• 正文节选:

造数据
# 创建索引库
PUT /book
{
"settings": {},
"mappings": {
"properties": {
"description": {
"type": "text",
"analyzer": "ik_max_word"
},
"name": {
"type": "text",
"analyzer": "ik_max_word"
},
"price": {
"type": "float"
},
"timestamp": {
"type": "date",
"format": "yyyy-MM-dd HH:mm:ss||yyyy-MM-dd||epoch_millis"
}
}
}
}
# 插入数据
PUT /book/_doc/1
{
"name": "lucene",
"description": "Lucene Core is a Java library providing powerful indexing and search features, as well as spellchecking, hit highlighting and advanced analysis/tokenization capabilities. The PyLucene sub project provides Python bindings for Lucene Core. ",
"price":100.45,
"timestamp":"2020-08-21 19:11:35"
}
PUT /book/_doc/2
{"name": "solr",
"description": "Solr is highly scalable, providing fully fault tolerant distributed indexing, search and analytics. It exposes Lucenes features through easy to use JSON/HTTP interfaces or native clients for Java and other languages.",
"price":320.45,
"timestamp":"2020-07-21 17:11:35"
}
PUT /book/_doc/3
{
"name": "Hadoop",
"description": "The Apache Hadoop software library is a framework that allows for the distributed processing of large data sets across clusters of computers using simple programming models.",
"price":620.45,
"timestamp":"2020-08-22 19:18:35"

• 任务说明 1:
请列出上面正文节选中 mappings 下定义的全部字段，并写出每个字段的 type 值。

• 记录摘录:
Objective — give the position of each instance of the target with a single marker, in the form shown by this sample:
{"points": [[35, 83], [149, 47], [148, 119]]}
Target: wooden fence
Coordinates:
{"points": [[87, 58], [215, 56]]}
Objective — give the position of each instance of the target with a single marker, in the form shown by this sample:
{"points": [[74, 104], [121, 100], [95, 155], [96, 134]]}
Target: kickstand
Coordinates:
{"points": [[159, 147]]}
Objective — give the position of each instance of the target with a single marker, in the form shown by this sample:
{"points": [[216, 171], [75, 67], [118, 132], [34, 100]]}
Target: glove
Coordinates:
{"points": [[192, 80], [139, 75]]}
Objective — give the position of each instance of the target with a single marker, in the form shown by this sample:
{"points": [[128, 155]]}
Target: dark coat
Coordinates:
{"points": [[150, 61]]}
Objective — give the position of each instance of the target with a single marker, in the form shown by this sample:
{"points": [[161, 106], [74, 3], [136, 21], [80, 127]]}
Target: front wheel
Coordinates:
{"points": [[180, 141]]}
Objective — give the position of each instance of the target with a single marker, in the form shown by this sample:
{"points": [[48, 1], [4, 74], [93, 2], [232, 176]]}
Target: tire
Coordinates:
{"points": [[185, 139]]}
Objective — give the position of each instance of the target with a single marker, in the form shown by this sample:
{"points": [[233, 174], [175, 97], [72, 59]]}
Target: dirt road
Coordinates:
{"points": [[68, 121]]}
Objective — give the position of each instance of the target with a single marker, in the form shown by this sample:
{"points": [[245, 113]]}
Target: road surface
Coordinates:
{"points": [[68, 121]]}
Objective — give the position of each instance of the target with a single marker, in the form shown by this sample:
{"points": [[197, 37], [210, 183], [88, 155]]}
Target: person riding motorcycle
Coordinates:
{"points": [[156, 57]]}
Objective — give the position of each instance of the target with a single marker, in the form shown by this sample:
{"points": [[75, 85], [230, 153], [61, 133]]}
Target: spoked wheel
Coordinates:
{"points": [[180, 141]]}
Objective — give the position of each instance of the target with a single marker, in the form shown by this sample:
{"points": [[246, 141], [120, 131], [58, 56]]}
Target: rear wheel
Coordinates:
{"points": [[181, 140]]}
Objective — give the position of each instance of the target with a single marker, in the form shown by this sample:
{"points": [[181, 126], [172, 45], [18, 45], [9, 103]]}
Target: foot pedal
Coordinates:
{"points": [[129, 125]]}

• 任务说明 2:
从上面的数据行中提取所有包含字符串“wheel”的行，逐字照录，匹配时区分大小写。

• 正确结果 1:
description：text
name：text
price：float
timestamp：date

• 正确结果 2:
Target: front wheel
Target: spoked wheel
Target: rear wheel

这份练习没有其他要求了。